TASK -
List each line of the data below that contains the word "skirt".

========

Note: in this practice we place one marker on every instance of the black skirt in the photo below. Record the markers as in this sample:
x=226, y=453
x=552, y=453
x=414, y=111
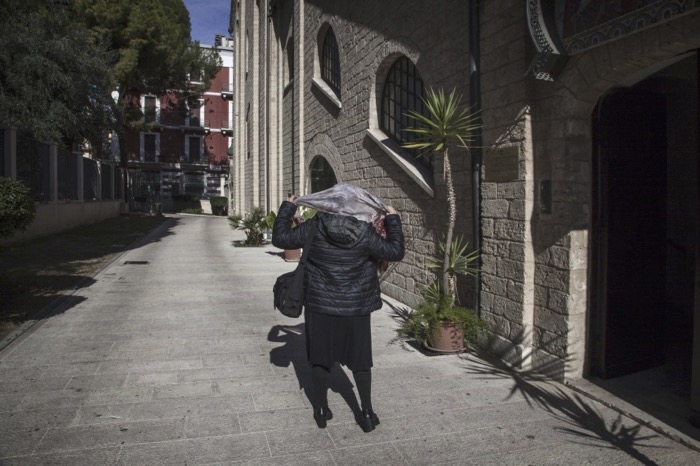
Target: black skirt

========

WRITTEN SOLUTION -
Note: in this practice we place one marker on every instance of the black skirt in the photo below. Record the markers as in this sample:
Target: black skirt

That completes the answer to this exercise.